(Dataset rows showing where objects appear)
<<<<

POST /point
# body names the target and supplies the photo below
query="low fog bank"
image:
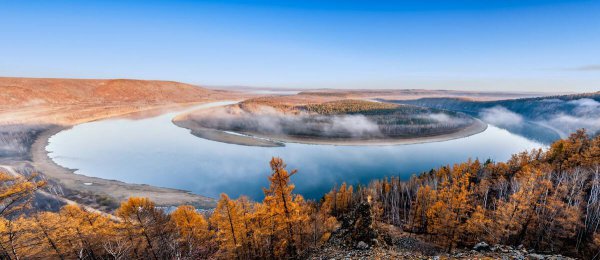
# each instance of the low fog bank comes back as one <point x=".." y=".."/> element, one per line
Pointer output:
<point x="562" y="116"/>
<point x="15" y="140"/>
<point x="266" y="120"/>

>>>>

Pull out each line of the rows above that contains the string "bank", matching case exactly.

query="low fog bank"
# each instance of the low fog bank comes back as one <point x=".." y=".."/> element, one per line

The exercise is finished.